PROVIDED TEXT section start

General Secretary of the Communist Party of India
- In office 1964–1990
- Preceded by: E. M. S. Namboodiripad
- Succeeded by: Indrajit Gupta
- In office 1950–1954
- Preceded by: B. T. Ranadive
- Succeeded by: Ajoy Ghosh

Personal details
- Born: 6 June 1914 Mangalapuram, Krishna, Madras Presidency, British India (Now Andhra Pradesh, India)
- Died: 9 April 1994 (aged 79)
- Children: Chandra Chandrasekhar (son)
- Occupation: Indian freedom fighter, socialist, The leader in Telangana armed struggle
- Awards: Order of Lenin (1974)

= C. Rajeswara Rao =

Former General secretary of the Communist party of India

Chandra Rajeswara Rao (June 6, 1914 – April 9, 1994) was an Indian communist politician. He was one of the leaders of the Telangana Rebellion (1946–1951). He also worked as the general secretary of the Communist Party of India (CPI) for 28 years before giving up the post in 1992 for health reasons.

==Life==
Rao came from an affluent peasant Kamma family. He was born on June 6, 1914, in Mangalapuram village, Krishna district of Andhra Pradesh State, India. He received his medical education at Banaras Hindu University in Varanasi and a medical college in Vishakhapatnam. He joined the Communist Party of India (CPI) in 1931. Rao was vice-chairman of the All-India Kisan Sabha (Peasants’ League) in 1954 and 1955. In December 1964 he was elected general secretary of the National Council of the CPI. He was awarded the Order of Lenin in 1974.

His son, Chandra Chandrasekhar, and grandson, Chandra Jaideep, are involved in politics in Andhra Pradesh.

==Participation in the Telangana Rebellion==

The situation in Hyderabad in 1946 was increasingly tense. In response, the Andhra Mahasabha and the Communist Party of India (CPI) opted for armed resistance, believing it the only course of action open to the people. Under the leadership of P.C. Joshi, the CPI initiated an armed struggle against the Nizam's rule with the goal of its overthrow. This conflict spanned from 1946 to 1948.

India gained independence during this period, and a Communist raised the Indian flag in Hyderabad. However, the Nizam refused to accede to India, necessitating negotiations for the state's integration. Meanwhile, the CPI's second congress in Calcutta in February 1948 saw a rise in left-sectarian and adventurist leadership, leading to the removal of P.C. Joshi and the appointment of B.T. Ranadive as general secretary.[3] A key figure in the Telangana armed struggle, Ranadive's policies were not universally accepted within the party, but many, including those from Andhra, supported the armed struggle. Despite common perception, he was elected to the central committee in 1948, not the politburo.

PROVIDED TEXT section end

● ACTIVITY: Write out the passage of the article on C. Rajeswara Rao from "- Children: Chandra" up to and including "for health reasons.", word for word. The listing that follows is separate material and unrelated to the article on C. Rajeswara Rao.

DATA section start

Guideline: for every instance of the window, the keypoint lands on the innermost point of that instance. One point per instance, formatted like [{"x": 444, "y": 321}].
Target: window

DATA section end

● RESULT:
- Children: Chandra Chandrasekhar (son)
- Occupation: Indian freedom fighter, socialist, The leader in Telangana armed struggle
- Awards: Order of Lenin (1974)

= C. Rajeswara Rao =

Former General secretary of the Communist party of India

Chandra Rajeswara Rao (June 6, 1914 – April 9, 1994) was an Indian communist politician. He was one of the leaders of the Telangana Rebellion (1946–1951). He also worked as the general secretary of the Communist Party of India (CPI) for 28 years before giving up the post in 1992 for health reasons.